YOUR INSTRUCTIONS >> Copy down the lines of the records word for word, starting at the line that contains "Reviewer note: every instance of the green leafy" and ending at the line that contains "pixel 501 272", with both of those lines included.

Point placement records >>

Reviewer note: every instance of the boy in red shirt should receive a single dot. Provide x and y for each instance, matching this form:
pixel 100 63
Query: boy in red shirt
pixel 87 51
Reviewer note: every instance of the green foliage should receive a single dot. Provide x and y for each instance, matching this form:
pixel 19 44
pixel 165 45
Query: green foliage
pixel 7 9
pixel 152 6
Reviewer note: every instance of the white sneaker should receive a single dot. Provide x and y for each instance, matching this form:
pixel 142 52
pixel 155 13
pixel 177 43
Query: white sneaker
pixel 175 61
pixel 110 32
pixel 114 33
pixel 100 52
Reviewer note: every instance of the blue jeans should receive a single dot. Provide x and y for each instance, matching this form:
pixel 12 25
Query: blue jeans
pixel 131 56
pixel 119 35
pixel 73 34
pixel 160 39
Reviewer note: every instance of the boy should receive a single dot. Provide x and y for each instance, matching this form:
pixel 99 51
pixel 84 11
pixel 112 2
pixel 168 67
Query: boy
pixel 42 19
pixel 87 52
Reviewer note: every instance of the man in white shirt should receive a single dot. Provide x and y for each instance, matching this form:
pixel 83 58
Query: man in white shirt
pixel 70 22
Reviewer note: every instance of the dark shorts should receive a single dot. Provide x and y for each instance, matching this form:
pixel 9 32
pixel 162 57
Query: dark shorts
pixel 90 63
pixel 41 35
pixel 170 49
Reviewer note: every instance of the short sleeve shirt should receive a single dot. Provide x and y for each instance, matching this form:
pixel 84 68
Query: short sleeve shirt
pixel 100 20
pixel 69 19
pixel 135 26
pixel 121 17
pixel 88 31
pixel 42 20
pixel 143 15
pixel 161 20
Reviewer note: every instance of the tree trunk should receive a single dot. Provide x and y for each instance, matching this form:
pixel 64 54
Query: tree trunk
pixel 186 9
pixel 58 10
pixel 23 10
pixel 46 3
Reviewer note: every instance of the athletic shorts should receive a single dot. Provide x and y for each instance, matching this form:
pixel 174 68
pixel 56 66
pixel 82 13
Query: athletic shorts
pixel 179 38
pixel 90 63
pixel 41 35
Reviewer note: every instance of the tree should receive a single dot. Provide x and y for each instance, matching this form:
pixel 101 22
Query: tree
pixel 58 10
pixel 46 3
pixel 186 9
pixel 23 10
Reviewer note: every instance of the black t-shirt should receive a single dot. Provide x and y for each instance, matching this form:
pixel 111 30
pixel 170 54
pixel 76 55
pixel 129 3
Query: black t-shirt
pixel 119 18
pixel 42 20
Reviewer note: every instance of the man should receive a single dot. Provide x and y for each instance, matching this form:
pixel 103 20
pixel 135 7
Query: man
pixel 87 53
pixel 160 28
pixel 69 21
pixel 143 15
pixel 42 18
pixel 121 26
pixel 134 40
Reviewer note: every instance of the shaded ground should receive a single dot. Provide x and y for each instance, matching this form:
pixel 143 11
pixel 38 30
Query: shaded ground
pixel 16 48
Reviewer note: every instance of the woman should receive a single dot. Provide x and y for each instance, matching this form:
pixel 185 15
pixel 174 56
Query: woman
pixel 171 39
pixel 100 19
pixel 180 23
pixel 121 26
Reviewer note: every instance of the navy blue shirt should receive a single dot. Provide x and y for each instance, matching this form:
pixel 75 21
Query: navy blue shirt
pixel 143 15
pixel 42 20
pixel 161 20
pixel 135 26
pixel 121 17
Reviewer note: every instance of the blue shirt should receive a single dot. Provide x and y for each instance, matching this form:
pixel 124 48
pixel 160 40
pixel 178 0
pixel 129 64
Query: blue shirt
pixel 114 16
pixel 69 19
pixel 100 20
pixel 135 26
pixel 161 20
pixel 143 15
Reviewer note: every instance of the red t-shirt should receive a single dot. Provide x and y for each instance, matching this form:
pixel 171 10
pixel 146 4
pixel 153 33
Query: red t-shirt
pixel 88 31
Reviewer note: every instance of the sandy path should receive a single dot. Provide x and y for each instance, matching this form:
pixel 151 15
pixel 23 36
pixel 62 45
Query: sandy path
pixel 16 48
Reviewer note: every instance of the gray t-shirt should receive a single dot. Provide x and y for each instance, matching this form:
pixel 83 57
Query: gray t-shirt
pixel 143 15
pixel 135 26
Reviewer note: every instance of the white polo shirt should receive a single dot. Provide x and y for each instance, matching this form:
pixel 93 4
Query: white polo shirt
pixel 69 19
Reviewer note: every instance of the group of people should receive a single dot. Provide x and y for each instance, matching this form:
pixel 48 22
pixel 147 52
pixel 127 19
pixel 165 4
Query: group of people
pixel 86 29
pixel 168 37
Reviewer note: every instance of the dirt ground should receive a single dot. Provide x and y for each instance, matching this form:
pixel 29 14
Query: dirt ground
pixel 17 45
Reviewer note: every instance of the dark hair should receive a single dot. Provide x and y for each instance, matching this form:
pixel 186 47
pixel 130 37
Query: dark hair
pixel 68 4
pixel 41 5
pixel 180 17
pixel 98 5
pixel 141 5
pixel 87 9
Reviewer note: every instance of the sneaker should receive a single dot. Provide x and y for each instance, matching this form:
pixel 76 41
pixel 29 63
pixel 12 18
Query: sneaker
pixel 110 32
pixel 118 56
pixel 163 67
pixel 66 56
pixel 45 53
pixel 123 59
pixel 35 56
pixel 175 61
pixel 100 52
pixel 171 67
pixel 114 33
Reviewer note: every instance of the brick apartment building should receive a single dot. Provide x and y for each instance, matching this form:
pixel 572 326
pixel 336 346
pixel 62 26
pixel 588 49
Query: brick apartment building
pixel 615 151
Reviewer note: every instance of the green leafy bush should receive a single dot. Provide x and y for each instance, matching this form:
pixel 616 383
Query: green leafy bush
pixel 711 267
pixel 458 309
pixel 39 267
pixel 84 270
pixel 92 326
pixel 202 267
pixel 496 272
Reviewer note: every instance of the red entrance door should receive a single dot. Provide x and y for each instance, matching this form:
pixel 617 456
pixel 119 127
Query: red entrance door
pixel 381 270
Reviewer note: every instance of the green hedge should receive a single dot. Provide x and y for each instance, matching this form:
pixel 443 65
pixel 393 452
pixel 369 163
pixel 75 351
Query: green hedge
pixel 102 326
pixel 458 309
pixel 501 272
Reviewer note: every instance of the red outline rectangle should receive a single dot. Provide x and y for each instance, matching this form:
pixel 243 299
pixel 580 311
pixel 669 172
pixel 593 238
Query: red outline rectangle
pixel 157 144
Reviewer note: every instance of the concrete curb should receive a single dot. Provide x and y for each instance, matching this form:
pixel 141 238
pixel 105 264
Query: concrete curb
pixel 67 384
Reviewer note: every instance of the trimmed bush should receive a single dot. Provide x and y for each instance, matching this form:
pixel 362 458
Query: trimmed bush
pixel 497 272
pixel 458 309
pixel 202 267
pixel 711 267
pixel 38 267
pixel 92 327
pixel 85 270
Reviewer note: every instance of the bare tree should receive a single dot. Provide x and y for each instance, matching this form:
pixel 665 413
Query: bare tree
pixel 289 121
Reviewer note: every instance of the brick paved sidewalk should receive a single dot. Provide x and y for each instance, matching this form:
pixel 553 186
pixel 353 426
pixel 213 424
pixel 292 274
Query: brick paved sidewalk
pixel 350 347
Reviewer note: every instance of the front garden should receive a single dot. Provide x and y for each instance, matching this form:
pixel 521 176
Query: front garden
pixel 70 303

TASK SOLUTION >>
Reviewer note: every instance of the green leafy bush should receive a single dot. Provide x and y for each instance, matching this form:
pixel 616 383
Query: green leafy bush
pixel 711 267
pixel 458 309
pixel 39 267
pixel 84 270
pixel 92 326
pixel 202 267
pixel 496 272
Reviewer note: every instance of the red entrance door should receive a single dot. Provide x and y for each instance, matching this form:
pixel 617 456
pixel 119 127
Query: red entrance door
pixel 381 270
Reviewer note: every instance of the green hedge should receive a single dot. Provide x and y for each instance, matching this form:
pixel 443 65
pixel 393 452
pixel 369 163
pixel 75 351
Query: green hedge
pixel 102 326
pixel 458 309
pixel 501 272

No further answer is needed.